Word-for-word transcription is needed for all of the entries.

(Data records)
Segment Open

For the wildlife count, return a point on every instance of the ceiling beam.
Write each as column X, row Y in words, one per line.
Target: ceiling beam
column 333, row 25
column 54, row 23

Segment Closed

EXERCISE ANSWER -
For the wildlife count, return a point on every instance of the ceiling beam.
Write each as column X, row Y in words, one per line.
Target: ceiling beam
column 333, row 25
column 54, row 23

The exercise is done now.